THE TASK:
Look through the records below, and whenever a line contains "pole", copy it.

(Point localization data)
####
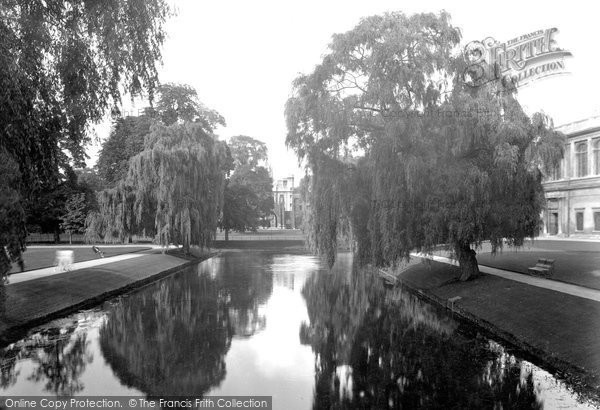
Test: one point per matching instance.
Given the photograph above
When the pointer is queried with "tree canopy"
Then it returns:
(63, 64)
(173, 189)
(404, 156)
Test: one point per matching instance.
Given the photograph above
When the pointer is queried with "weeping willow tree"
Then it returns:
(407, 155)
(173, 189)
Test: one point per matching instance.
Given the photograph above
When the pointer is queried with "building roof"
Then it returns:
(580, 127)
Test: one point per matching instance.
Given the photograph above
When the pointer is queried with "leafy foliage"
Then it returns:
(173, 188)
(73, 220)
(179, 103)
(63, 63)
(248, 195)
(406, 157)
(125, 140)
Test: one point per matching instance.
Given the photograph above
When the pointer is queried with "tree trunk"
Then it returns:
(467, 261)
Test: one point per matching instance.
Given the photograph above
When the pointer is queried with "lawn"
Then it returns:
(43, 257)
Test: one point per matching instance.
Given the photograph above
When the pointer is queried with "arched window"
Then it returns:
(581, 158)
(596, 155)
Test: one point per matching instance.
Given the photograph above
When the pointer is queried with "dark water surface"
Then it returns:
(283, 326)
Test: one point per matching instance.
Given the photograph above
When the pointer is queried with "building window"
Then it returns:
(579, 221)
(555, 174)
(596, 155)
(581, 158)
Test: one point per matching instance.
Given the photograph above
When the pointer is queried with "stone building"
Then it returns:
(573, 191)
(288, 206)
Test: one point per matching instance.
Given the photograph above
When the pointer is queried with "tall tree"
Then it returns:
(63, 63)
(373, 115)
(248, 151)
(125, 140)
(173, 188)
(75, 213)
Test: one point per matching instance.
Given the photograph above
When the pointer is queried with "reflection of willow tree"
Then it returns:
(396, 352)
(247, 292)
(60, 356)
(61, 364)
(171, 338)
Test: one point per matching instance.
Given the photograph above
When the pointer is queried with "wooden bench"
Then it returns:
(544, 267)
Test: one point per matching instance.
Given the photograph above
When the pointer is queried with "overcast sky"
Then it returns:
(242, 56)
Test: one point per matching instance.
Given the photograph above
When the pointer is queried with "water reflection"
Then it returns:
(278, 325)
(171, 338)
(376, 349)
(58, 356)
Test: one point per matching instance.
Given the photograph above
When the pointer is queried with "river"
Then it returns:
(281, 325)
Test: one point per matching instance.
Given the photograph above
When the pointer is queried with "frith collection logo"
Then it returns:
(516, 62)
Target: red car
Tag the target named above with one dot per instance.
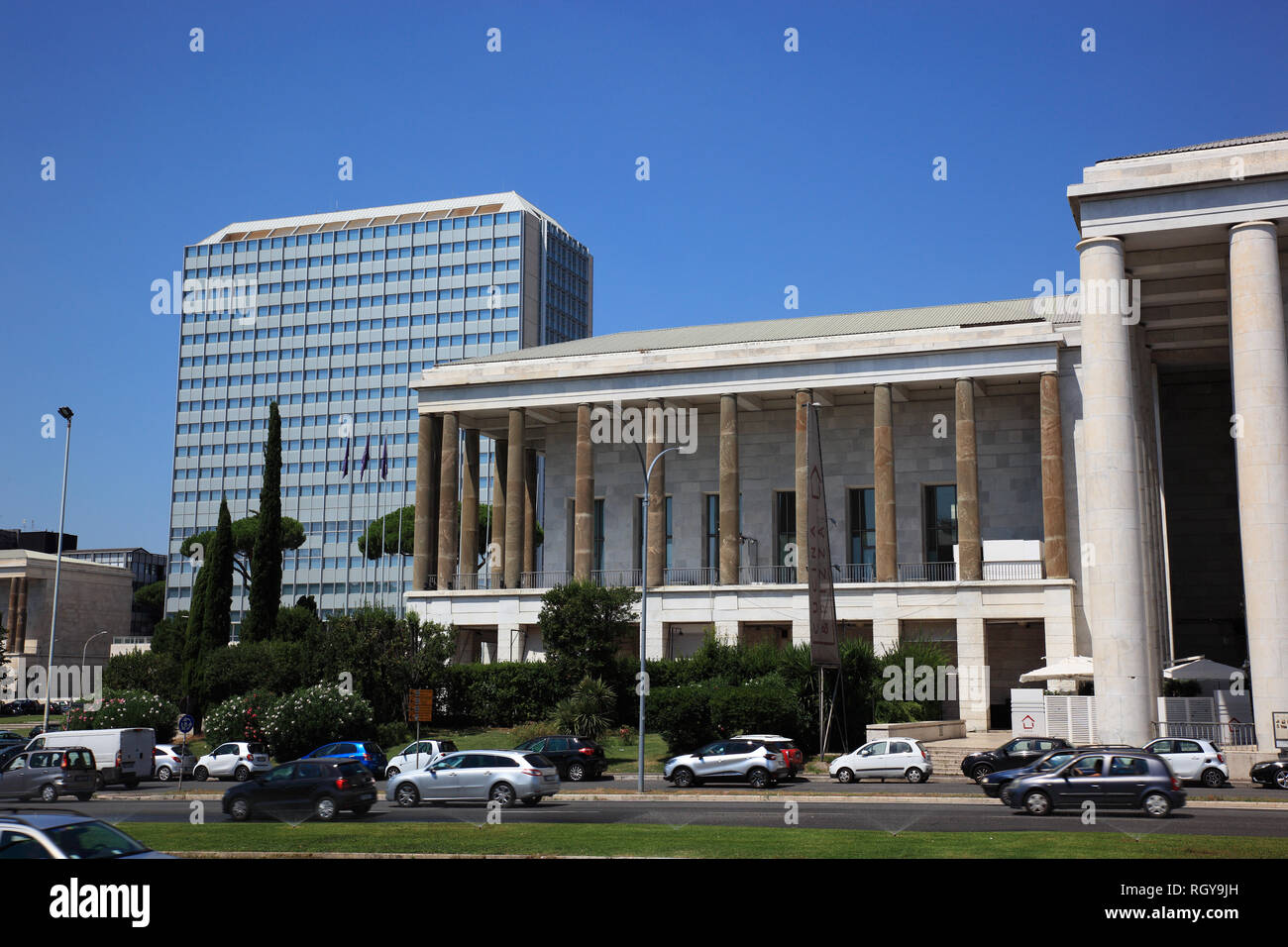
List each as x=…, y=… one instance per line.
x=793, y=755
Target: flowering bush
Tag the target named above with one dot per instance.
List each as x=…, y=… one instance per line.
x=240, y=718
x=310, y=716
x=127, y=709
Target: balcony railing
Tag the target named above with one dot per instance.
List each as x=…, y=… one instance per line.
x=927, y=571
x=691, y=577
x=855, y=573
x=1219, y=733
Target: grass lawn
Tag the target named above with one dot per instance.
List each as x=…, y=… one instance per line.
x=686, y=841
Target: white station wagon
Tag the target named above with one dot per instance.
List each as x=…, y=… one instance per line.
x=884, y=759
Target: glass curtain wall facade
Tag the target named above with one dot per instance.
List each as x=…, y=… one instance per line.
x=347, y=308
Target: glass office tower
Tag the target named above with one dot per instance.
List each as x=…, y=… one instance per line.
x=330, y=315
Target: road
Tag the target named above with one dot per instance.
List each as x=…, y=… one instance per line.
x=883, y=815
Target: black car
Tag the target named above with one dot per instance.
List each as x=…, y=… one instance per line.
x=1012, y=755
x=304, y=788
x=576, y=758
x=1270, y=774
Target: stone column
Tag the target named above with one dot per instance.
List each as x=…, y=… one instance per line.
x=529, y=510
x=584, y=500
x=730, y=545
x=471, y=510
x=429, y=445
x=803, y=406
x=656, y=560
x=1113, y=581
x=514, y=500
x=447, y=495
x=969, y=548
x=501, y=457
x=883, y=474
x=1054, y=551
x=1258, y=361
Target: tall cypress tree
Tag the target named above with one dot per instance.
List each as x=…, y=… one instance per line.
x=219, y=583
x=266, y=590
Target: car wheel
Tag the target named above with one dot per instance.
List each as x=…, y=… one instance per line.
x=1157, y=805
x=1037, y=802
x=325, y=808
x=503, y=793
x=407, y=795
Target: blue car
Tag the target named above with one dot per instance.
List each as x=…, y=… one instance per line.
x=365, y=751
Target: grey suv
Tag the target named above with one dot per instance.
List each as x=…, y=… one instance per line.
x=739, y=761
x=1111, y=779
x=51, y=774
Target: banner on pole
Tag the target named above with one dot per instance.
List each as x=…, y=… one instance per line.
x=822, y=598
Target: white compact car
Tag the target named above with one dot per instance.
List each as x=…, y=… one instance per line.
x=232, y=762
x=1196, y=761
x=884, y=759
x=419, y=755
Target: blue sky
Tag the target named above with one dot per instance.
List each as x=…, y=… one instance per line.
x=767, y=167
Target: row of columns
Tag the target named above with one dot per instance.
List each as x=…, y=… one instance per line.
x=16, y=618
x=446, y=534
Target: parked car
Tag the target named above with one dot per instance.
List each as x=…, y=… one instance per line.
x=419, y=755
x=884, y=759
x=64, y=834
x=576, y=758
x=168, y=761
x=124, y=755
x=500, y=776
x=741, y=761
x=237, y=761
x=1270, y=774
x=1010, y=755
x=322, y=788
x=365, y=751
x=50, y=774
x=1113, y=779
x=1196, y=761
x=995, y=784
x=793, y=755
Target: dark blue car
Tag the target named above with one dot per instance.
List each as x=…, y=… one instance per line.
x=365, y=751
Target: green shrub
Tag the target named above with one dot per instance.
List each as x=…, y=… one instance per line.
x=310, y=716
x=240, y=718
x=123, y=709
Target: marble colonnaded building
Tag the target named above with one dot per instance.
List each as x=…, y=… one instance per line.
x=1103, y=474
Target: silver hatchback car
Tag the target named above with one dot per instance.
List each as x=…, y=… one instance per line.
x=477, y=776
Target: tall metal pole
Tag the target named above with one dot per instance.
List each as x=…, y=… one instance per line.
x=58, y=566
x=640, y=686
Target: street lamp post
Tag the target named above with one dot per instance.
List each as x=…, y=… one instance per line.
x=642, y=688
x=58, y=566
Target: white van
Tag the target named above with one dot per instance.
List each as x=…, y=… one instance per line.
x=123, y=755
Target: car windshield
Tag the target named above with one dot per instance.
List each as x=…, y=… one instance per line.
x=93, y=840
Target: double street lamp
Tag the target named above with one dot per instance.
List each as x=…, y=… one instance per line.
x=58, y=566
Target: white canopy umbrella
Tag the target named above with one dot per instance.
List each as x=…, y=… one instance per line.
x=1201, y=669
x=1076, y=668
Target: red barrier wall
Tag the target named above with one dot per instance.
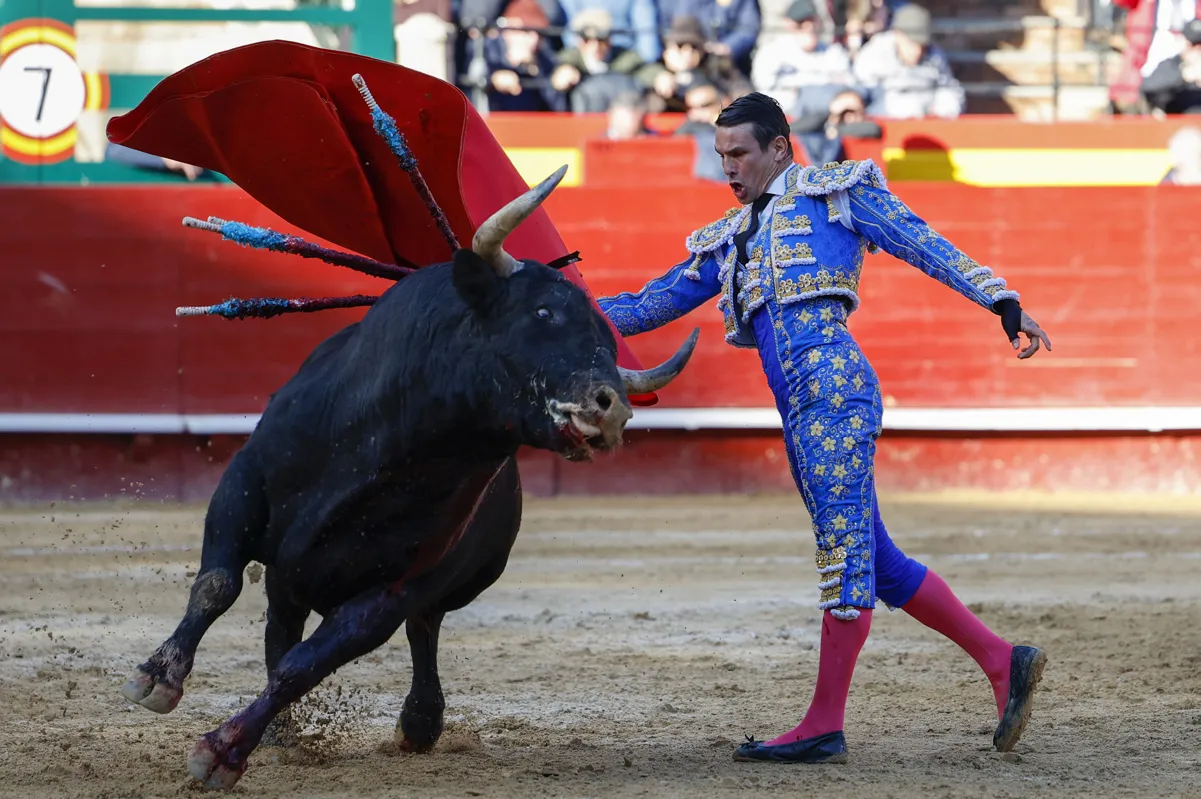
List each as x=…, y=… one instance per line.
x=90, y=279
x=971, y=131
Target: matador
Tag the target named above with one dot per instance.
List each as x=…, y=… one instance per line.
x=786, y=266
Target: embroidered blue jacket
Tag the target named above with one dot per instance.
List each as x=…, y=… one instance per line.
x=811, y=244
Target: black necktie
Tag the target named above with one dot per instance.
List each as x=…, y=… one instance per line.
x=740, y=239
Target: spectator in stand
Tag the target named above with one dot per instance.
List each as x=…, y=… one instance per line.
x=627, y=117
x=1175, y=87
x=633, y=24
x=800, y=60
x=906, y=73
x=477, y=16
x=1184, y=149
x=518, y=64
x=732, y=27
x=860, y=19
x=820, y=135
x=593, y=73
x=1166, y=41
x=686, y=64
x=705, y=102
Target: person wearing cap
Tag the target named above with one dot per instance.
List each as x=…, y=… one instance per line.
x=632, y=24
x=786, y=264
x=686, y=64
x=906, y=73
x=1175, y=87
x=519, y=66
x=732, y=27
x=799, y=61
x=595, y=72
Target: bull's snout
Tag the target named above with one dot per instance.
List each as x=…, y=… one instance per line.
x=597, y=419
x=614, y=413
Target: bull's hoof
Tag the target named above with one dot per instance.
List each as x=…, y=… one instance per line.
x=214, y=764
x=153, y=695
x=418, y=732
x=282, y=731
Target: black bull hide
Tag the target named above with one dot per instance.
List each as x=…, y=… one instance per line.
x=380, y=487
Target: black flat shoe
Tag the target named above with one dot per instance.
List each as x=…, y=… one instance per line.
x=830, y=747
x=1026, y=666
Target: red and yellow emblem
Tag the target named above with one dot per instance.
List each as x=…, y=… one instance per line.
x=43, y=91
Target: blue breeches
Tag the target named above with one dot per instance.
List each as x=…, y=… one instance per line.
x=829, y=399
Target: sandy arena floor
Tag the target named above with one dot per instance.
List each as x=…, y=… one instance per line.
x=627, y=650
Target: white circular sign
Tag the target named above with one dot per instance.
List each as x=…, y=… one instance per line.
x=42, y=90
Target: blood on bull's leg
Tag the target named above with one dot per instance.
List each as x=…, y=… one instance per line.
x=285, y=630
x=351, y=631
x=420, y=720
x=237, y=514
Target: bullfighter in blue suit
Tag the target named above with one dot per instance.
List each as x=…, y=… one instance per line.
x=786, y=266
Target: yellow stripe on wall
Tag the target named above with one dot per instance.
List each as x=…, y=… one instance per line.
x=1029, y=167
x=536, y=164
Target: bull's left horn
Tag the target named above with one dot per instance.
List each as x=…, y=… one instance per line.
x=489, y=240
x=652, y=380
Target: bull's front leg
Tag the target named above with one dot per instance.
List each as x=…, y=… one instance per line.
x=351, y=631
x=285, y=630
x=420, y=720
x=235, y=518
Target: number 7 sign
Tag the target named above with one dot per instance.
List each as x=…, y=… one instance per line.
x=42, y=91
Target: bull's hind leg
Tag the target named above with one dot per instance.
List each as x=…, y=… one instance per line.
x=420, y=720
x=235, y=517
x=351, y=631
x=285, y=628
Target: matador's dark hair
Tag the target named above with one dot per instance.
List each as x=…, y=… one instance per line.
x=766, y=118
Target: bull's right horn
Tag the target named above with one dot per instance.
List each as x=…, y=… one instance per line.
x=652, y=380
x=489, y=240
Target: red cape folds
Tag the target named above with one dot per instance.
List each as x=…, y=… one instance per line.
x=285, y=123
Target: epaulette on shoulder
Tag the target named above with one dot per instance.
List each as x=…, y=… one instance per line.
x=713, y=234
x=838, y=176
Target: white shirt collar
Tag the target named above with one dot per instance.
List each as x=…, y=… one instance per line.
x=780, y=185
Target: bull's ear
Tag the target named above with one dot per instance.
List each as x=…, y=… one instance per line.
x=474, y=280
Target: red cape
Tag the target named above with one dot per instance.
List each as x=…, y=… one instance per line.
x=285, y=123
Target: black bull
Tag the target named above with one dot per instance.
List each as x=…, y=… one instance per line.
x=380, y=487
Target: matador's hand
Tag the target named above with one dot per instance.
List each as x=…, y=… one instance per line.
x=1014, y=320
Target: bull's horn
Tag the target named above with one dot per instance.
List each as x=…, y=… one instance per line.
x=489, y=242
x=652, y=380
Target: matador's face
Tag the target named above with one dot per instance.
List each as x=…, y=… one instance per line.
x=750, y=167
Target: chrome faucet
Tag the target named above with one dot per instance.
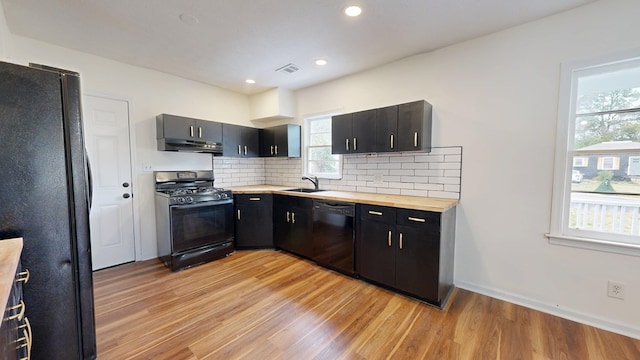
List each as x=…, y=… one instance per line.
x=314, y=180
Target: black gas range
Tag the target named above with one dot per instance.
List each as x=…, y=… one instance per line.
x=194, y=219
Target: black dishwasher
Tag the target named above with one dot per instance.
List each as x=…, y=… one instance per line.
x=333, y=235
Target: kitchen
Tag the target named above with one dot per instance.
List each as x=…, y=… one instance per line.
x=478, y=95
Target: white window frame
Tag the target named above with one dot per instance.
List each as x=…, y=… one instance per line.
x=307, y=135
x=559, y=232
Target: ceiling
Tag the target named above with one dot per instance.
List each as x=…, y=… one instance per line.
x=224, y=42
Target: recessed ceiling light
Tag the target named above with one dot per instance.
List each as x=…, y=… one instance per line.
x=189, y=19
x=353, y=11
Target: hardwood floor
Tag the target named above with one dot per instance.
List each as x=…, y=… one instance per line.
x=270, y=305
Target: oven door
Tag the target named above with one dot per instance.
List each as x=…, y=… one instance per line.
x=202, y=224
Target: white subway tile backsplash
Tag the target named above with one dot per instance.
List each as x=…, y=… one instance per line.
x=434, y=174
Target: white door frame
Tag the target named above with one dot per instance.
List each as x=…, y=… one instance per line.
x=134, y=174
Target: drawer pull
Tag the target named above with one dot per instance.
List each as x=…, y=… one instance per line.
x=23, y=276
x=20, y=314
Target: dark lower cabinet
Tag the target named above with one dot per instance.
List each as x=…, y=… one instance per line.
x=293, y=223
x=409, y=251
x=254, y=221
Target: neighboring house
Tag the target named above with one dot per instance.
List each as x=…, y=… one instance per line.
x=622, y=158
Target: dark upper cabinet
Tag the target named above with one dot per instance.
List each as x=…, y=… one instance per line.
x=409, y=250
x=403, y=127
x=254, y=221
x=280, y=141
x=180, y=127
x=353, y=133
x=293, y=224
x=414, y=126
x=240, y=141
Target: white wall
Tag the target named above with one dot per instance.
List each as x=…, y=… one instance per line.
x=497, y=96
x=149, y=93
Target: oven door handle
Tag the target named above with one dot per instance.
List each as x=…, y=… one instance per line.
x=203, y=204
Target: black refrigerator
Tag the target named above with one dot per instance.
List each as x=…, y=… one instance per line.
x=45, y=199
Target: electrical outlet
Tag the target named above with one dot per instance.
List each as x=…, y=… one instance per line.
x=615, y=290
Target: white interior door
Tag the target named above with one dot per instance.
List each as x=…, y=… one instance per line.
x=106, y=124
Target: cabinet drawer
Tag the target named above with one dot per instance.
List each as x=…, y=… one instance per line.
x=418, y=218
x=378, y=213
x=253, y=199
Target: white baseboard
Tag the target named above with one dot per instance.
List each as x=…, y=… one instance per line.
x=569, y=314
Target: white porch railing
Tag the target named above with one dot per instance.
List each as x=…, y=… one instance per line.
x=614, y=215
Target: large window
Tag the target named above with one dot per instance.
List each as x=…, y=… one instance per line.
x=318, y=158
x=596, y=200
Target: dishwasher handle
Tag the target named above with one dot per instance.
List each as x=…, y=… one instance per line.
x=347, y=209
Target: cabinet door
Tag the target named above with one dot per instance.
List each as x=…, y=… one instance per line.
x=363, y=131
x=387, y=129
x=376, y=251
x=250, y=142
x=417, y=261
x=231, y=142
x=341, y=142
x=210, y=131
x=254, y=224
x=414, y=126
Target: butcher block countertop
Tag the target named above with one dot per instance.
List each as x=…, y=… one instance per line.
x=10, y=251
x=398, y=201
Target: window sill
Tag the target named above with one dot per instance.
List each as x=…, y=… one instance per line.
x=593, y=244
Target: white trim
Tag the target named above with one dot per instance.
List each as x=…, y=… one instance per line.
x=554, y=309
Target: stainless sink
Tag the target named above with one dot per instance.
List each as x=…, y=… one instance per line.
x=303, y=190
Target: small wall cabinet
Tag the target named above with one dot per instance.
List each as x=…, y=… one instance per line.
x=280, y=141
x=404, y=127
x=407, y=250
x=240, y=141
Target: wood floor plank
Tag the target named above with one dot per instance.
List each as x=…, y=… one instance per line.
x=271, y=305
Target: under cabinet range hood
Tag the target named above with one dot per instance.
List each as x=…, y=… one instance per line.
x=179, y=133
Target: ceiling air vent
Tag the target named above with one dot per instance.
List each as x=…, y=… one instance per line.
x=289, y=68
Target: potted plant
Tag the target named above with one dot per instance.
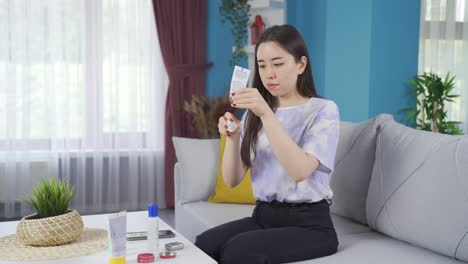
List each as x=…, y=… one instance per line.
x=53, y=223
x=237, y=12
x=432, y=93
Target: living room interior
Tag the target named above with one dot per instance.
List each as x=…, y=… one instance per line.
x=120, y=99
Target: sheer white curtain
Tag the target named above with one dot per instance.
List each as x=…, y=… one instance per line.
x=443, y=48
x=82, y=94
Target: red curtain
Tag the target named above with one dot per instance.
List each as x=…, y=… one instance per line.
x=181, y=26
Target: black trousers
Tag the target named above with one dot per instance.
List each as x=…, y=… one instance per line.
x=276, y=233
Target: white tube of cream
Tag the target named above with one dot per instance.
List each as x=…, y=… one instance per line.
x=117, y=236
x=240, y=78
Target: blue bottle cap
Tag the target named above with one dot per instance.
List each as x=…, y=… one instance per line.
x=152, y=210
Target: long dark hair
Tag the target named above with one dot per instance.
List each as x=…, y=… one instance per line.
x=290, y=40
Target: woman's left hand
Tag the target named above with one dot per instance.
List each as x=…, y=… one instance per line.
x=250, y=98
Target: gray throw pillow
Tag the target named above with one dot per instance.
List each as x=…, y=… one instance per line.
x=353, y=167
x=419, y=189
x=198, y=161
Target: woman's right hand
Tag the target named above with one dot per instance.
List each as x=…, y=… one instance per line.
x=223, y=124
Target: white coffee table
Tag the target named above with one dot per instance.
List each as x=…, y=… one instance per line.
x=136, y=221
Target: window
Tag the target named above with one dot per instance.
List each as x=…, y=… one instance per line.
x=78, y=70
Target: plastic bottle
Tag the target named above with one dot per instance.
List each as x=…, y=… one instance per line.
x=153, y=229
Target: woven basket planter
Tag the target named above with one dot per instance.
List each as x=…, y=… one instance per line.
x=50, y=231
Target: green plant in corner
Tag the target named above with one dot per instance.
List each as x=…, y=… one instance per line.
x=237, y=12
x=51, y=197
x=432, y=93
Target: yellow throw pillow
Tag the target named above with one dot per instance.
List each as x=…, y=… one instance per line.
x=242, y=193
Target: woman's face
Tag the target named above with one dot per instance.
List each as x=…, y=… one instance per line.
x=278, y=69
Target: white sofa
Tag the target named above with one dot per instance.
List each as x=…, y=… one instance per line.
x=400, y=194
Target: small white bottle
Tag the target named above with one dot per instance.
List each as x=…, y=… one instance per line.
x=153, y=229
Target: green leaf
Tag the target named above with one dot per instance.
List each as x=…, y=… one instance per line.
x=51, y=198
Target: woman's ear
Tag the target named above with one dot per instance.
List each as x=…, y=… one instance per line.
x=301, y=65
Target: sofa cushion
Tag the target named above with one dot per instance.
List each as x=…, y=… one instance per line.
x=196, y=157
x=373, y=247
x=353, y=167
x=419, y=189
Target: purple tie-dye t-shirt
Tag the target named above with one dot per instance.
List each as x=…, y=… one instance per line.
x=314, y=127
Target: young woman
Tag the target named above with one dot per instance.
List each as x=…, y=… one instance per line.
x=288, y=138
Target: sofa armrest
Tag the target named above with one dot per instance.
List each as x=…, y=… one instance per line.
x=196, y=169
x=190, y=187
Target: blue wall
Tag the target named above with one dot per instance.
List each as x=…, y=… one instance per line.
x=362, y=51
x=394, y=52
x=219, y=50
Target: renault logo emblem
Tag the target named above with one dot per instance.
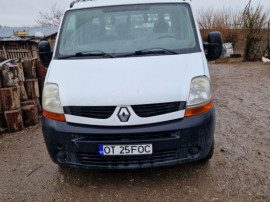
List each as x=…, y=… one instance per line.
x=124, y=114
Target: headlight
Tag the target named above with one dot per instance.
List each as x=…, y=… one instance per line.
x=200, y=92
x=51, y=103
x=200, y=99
####
RESPONSE FOR THIS EXERCISE:
Target: banner on pole
Target: tall metal pole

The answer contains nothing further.